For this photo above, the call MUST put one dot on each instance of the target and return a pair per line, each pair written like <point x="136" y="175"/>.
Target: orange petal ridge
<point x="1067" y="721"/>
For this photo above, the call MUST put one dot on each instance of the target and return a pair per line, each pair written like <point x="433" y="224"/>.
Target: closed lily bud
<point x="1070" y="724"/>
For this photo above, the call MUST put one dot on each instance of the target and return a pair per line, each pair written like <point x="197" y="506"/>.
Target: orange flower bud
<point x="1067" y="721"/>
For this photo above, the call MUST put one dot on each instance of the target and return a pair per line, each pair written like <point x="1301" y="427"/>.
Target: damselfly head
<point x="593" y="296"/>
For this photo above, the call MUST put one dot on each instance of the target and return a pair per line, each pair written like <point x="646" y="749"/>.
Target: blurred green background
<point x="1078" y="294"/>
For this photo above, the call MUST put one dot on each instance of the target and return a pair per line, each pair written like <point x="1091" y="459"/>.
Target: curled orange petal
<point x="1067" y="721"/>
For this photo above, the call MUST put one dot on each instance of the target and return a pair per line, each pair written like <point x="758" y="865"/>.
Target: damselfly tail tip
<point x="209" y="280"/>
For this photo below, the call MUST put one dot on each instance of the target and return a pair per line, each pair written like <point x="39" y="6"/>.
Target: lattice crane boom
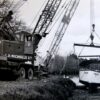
<point x="62" y="29"/>
<point x="43" y="23"/>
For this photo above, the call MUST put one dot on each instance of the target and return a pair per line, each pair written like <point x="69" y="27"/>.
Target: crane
<point x="68" y="14"/>
<point x="43" y="23"/>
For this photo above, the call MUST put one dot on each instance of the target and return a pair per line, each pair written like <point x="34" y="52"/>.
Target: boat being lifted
<point x="89" y="70"/>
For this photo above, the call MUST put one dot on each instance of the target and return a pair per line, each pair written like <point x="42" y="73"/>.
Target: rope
<point x="19" y="4"/>
<point x="60" y="14"/>
<point x="83" y="47"/>
<point x="37" y="13"/>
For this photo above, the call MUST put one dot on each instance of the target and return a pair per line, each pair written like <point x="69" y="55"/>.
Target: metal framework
<point x="46" y="17"/>
<point x="84" y="45"/>
<point x="43" y="23"/>
<point x="62" y="29"/>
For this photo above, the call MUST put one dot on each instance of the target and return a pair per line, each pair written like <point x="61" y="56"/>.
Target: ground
<point x="51" y="88"/>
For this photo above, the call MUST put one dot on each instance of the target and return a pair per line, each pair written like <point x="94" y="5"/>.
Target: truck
<point x="17" y="50"/>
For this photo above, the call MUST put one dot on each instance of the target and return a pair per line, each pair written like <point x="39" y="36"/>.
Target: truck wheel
<point x="30" y="74"/>
<point x="22" y="73"/>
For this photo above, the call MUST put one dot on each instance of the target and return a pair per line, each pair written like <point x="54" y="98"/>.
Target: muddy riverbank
<point x="52" y="88"/>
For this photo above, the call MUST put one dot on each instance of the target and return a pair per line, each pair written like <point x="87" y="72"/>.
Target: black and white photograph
<point x="49" y="49"/>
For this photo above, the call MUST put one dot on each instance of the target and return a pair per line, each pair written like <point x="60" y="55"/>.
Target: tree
<point x="9" y="23"/>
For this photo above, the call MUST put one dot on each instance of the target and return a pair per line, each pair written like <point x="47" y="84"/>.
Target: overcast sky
<point x="78" y="30"/>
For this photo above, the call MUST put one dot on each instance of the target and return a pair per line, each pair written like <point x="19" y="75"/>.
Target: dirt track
<point x="53" y="88"/>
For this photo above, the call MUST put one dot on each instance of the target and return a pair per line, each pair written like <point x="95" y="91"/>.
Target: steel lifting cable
<point x="19" y="4"/>
<point x="52" y="43"/>
<point x="56" y="20"/>
<point x="64" y="29"/>
<point x="83" y="47"/>
<point x="64" y="6"/>
<point x="38" y="13"/>
<point x="92" y="24"/>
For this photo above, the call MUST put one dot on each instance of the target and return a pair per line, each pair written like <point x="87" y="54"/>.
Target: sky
<point x="78" y="30"/>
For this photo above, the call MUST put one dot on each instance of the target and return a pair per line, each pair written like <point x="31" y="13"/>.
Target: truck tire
<point x="22" y="73"/>
<point x="30" y="74"/>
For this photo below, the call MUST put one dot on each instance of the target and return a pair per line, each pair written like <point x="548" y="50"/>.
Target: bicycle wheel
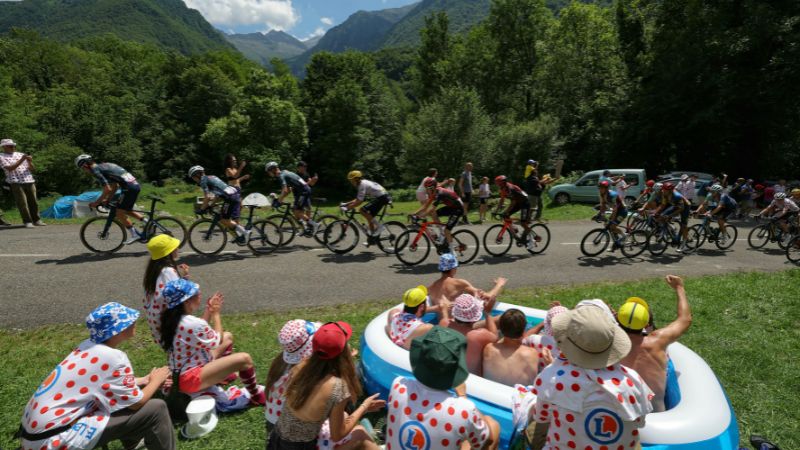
<point x="496" y="241"/>
<point x="635" y="244"/>
<point x="759" y="236"/>
<point x="541" y="238"/>
<point x="731" y="234"/>
<point x="467" y="245"/>
<point x="207" y="238"/>
<point x="412" y="247"/>
<point x="323" y="222"/>
<point x="288" y="226"/>
<point x="166" y="225"/>
<point x="100" y="236"/>
<point x="341" y="236"/>
<point x="387" y="238"/>
<point x="793" y="250"/>
<point x="595" y="242"/>
<point x="265" y="237"/>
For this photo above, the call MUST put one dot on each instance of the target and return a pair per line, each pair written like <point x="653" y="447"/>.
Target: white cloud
<point x="275" y="14"/>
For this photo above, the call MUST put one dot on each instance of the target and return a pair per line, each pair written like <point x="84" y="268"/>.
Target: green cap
<point x="439" y="358"/>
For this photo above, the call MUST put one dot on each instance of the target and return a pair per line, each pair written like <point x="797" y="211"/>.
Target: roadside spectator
<point x="465" y="189"/>
<point x="19" y="175"/>
<point x="467" y="312"/>
<point x="424" y="413"/>
<point x="484" y="192"/>
<point x="509" y="361"/>
<point x="320" y="388"/>
<point x="92" y="397"/>
<point x="590" y="394"/>
<point x="406" y="324"/>
<point x="648" y="355"/>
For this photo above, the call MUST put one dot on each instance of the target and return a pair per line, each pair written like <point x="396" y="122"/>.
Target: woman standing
<point x="320" y="388"/>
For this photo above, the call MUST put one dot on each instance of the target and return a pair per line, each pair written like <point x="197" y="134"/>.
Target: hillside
<point x="166" y="23"/>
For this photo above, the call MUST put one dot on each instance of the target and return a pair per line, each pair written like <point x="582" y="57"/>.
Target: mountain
<point x="166" y="23"/>
<point x="261" y="48"/>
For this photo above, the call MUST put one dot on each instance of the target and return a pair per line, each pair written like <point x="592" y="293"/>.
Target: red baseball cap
<point x="331" y="339"/>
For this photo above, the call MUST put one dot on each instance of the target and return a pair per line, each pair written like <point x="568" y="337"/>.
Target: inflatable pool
<point x="699" y="414"/>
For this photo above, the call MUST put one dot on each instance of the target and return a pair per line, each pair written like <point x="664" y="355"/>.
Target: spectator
<point x="508" y="361"/>
<point x="648" y="355"/>
<point x="320" y="388"/>
<point x="18" y="168"/>
<point x="465" y="188"/>
<point x="467" y="312"/>
<point x="591" y="393"/>
<point x="406" y="324"/>
<point x="92" y="397"/>
<point x="424" y="413"/>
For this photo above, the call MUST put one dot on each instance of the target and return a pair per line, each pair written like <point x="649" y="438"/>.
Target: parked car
<point x="585" y="189"/>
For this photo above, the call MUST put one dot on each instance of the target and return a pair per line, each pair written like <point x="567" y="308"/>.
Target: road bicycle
<point x="107" y="234"/>
<point x="343" y="235"/>
<point x="207" y="236"/>
<point x="291" y="227"/>
<point x="708" y="230"/>
<point x="414" y="245"/>
<point x="498" y="238"/>
<point x="596" y="241"/>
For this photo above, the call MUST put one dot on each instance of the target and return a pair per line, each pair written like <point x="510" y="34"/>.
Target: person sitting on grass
<point x="424" y="413"/>
<point x="508" y="361"/>
<point x="406" y="324"/>
<point x="648" y="355"/>
<point x="195" y="348"/>
<point x="320" y="389"/>
<point x="92" y="397"/>
<point x="467" y="312"/>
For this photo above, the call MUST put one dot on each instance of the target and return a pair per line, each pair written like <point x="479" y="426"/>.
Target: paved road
<point x="48" y="276"/>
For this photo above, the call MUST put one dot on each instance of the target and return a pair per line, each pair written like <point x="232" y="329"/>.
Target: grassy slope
<point x="745" y="326"/>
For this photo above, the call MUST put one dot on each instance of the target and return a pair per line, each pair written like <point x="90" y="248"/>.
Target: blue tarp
<point x="62" y="208"/>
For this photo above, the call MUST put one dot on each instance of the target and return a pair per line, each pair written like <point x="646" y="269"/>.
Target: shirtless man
<point x="467" y="311"/>
<point x="444" y="291"/>
<point x="508" y="361"/>
<point x="648" y="354"/>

> [Task]: Search the listing above for the word "below", and copy every line that has it.

> [Answer box]:
For this photo below, the call MUST put one dot on each instance of the target and return a pair per line, each pair written like <point x="39" y="6"/>.
For this photo below, the call MUST put one dot on each instance of the target and return a pair per line, each pair written like <point x="548" y="50"/>.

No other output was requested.